2007: Arvind expands its presence in the retail segment by establishing MegaMart, one of India's largest value retail chains.
2008: From March, company signs an exclusive license agreement with Philips-Van Heusen Corporation (PVH) for designing, distribution and retailing of IZOD brand apparels in India.
 May: Company's name changed from Arvind Mills Ltd to Arvind Ltd to accurately reflect the multi-faceted nature of the organization.
2010: Arvind launches "Arvind Store", a concept showcasing the company's best fabrics, brands and bespoke styling and tailoring solutions under one roof. 
 September: Sets up a 30 million meters of denim manufacturing plant in Bangladesh with a total investment of $60 million in joint venture with Nitol group where the latter will have 20% stake in the joint venture company.
 Arvind launches its first major real estate project.
 Arvind becomes one of India's largest producers of fire protection fabrics.
 2011 (November): Arvind announced that it has divested its minority stake of 40% in VF Arvind Brands Private Limited (VFABPL),which is engaged in marketing products under the brands Lee and Wrangler and was formed in September 2006 with 60:40 shareholding between VF Mauritius and Arvind, to VF Mauritius for 257 crore. Arvind share in the Joint Venture was 5.47 crore as the capital of the joint venture company.
----------
YOUR INSTRUCTIONS
Translate this sentence from the Arvind timeline into Spanish: "Arvind becomes one of India's largest producers of fire protection fabrics."

DATA SECTION
----------
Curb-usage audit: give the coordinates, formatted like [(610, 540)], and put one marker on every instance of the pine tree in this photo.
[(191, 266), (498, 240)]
----------
OUTPUT OF THE EXERCISE
Arvind se convierte en uno de los mayores productores de tejidos de protección contra incendios de la India.